WRITTEN INSTRUCTION: Arrange the lines starting at the beginning of the entries and ending at the line that contains "[566,238,662,356]" as a JSON list of strings, one string per line, with both end lines included and blank lines left out.

── SUPPLIED MATERIAL

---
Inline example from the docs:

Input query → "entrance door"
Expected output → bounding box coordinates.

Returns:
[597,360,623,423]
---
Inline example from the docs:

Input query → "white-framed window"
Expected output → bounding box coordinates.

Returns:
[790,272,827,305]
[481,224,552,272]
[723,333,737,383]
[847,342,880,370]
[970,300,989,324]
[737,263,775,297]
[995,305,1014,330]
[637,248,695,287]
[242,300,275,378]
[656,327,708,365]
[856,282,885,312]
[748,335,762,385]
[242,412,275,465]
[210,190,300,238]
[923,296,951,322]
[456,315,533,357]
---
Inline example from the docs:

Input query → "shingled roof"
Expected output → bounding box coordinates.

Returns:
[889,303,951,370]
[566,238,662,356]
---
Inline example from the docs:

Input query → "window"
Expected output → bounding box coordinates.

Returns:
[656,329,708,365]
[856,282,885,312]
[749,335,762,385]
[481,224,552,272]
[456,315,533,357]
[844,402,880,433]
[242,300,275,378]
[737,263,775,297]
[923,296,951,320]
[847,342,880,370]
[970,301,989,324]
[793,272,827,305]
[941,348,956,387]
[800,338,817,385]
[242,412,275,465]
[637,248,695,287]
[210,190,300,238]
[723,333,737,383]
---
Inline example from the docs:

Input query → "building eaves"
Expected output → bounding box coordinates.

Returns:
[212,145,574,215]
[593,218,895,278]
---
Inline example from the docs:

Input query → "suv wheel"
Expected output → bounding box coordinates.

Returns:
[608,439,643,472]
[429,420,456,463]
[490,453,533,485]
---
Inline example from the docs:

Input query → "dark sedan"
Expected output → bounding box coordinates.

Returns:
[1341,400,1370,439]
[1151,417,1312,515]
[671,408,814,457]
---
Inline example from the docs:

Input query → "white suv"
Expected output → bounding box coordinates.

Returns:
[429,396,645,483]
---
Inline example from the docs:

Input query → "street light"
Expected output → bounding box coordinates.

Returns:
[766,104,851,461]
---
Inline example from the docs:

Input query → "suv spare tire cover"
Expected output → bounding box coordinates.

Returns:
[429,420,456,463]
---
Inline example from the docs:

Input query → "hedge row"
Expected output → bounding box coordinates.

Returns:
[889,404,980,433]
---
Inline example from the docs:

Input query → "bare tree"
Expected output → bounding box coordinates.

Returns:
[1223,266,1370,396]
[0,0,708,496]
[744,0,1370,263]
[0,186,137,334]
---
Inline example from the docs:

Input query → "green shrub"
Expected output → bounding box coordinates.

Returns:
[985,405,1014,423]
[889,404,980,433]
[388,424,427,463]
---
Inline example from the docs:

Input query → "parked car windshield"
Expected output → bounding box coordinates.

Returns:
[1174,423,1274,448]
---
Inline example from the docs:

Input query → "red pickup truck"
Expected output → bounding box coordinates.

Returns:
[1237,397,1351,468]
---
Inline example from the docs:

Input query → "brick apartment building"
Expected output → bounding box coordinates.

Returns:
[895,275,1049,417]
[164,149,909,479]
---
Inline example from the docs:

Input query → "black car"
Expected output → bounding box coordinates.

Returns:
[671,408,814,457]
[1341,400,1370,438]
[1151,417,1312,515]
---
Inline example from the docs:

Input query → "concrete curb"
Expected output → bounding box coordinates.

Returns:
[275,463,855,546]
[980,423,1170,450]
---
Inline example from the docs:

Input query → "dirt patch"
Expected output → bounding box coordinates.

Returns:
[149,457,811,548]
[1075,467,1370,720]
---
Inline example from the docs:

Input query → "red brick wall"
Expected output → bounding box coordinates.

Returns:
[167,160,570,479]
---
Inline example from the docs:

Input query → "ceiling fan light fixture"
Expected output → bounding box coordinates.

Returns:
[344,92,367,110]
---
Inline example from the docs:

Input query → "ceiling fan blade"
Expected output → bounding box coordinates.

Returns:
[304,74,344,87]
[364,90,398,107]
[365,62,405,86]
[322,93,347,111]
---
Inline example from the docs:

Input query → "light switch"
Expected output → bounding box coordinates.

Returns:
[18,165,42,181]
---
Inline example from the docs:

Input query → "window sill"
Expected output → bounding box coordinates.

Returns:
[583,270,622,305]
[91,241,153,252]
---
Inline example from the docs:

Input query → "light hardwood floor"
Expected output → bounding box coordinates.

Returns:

────

ANSWER FOR THIS EXERCISE:
[
  "---",
  "Inline example from the docs:",
  "Input query → \"entrance door\"",
  "Expected output → bounding box coordinates.",
  "Returns:",
  "[597,360,623,423]",
  "---",
  "Inline example from the docs:",
  "Input query → \"white-framed window\"",
  "Expected output → bounding box coordinates.",
  "Returns:",
  "[790,272,827,305]",
  "[481,224,552,272]",
  "[723,333,737,383]",
  "[847,342,880,370]",
  "[970,300,989,324]",
  "[737,263,775,297]",
  "[995,305,1014,330]",
  "[637,248,695,287]",
  "[242,300,275,378]",
  "[656,327,708,365]",
  "[856,282,885,312]",
  "[748,335,762,385]",
  "[242,412,275,465]",
  "[210,190,300,238]",
  "[923,296,951,322]",
  "[456,315,533,357]",
  "---",
  "Inline example from the docs:",
  "Input query → \"shingled roof\"",
  "Expected output → bounding box coordinates.",
  "Returns:",
  "[889,303,951,370]",
  "[566,238,662,356]"
]